» **Your objective**: Rescale the entries below by copying every line, requests included, and multiplying each point coordinate in the answers by 1.2, rounding to whole numbers with halves rounded up. Leave the pictures out of your copy.

(Entries contained in a dataset)
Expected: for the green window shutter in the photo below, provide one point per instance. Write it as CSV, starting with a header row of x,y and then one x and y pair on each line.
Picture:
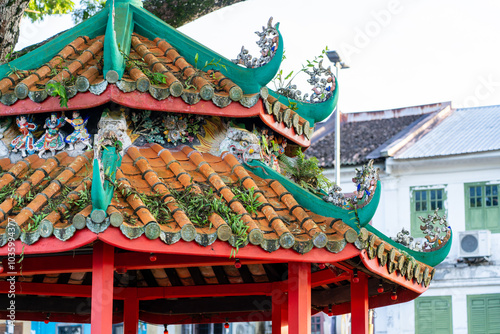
x,y
423,203
482,210
433,315
483,314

» **Answer to this problem**:
Expected: for the green window shutter in the photo below, provide one point per instance. Write it as CSV, starting with a header row of x,y and then one x and y pair on each line.
Picture:
x,y
508,244
578,252
520,378
580,377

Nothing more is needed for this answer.